■ WHAT YOU SHOULD DO ■
The required output is the whole listing below, unchanged.

═════ GIVEN RECORDS ═════

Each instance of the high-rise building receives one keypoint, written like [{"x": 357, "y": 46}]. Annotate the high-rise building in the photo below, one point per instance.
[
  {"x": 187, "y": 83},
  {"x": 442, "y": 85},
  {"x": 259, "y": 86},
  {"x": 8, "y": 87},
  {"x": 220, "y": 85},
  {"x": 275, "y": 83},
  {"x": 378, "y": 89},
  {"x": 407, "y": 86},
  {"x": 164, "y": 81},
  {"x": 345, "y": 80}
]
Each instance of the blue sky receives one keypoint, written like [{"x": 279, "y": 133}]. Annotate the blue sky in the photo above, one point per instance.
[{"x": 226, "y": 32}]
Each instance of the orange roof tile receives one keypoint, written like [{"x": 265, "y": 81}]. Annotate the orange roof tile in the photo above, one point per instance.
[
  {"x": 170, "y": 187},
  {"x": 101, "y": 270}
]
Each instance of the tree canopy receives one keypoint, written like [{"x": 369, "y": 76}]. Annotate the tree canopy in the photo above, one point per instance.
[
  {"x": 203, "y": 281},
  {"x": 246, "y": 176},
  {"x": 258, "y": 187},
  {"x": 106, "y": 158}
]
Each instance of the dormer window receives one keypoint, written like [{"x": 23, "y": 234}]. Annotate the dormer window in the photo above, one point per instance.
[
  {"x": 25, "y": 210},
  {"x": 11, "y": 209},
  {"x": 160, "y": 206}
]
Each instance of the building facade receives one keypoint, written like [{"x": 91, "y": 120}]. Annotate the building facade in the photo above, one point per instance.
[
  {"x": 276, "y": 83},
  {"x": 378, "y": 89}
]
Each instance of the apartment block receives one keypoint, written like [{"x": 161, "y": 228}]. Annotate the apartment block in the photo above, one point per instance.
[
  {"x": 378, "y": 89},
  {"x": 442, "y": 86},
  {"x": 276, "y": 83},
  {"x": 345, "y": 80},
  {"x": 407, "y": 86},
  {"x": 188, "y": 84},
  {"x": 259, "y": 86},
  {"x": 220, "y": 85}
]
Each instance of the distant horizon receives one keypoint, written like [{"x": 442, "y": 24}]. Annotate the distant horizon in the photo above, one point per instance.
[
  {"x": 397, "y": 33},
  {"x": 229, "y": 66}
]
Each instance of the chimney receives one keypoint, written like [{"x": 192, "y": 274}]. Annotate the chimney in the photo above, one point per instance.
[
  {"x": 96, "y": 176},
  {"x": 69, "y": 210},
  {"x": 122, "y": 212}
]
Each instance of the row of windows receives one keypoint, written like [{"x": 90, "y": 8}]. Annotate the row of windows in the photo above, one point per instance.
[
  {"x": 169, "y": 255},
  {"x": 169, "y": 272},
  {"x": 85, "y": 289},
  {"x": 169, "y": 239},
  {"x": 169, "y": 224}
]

═════

■ SOLUTION TO THE PROBLEM ■
Each instance of the high-rise building receives one keypoint, written like [{"x": 357, "y": 46}]. Annotate the high-rise building in the photo below, one point per instance.
[
  {"x": 187, "y": 83},
  {"x": 442, "y": 85},
  {"x": 259, "y": 86},
  {"x": 8, "y": 87},
  {"x": 220, "y": 85},
  {"x": 275, "y": 83},
  {"x": 378, "y": 89},
  {"x": 407, "y": 86},
  {"x": 164, "y": 81},
  {"x": 345, "y": 80}
]
Each instance of the blue sky receives one keypoint, written like [{"x": 279, "y": 133}]. Annotate the blue sky in the photo above, one point per instance.
[{"x": 226, "y": 32}]
Each instance of the orange roof tile receives one keypoint, written like [{"x": 265, "y": 81}]. Annotate the orange roof tile in the photo above, one point per instance.
[
  {"x": 170, "y": 187},
  {"x": 101, "y": 270}
]
Each instance of the tree canopy receives one keypoint, written like [{"x": 369, "y": 76}]. Annotate the tree canopy in the photo above, one point per instance.
[
  {"x": 203, "y": 281},
  {"x": 246, "y": 176},
  {"x": 258, "y": 187},
  {"x": 106, "y": 158}
]
Each instance of the dormer window receives one keypoint, written like [{"x": 23, "y": 234}]. Annotate the dormer window in the photo above, one point per instance.
[
  {"x": 25, "y": 210},
  {"x": 11, "y": 209},
  {"x": 160, "y": 206}
]
Each instance of the building facade receives one keypoint, written like [{"x": 91, "y": 120}]. Annotate the building facade in the photo above, one point per instance.
[
  {"x": 276, "y": 83},
  {"x": 378, "y": 89}
]
Each instance of the apartment block receives one keypoint, written like [{"x": 161, "y": 228}]. Annotate the apartment block in the photo above, one point per instance.
[
  {"x": 378, "y": 89},
  {"x": 442, "y": 86},
  {"x": 276, "y": 83},
  {"x": 345, "y": 80},
  {"x": 407, "y": 86},
  {"x": 188, "y": 84},
  {"x": 259, "y": 86},
  {"x": 220, "y": 85}
]
Each instance of the distant horizon receives one keypoint, written like [{"x": 442, "y": 24}]. Annotate the distant horizon in the photo above, one point per instance.
[
  {"x": 397, "y": 33},
  {"x": 229, "y": 66}
]
Each instance of the chimney receives one keypoint, written like [{"x": 192, "y": 274}]. Annotate the chimney in the photo above, one point per instance.
[
  {"x": 96, "y": 176},
  {"x": 69, "y": 210},
  {"x": 122, "y": 212}
]
Each instance of the row of windows receives one keypoint, written like [{"x": 90, "y": 8}]. Annotate the row of windows in the photo above, one point per instance.
[
  {"x": 169, "y": 255},
  {"x": 169, "y": 272},
  {"x": 85, "y": 289},
  {"x": 169, "y": 239},
  {"x": 169, "y": 224}
]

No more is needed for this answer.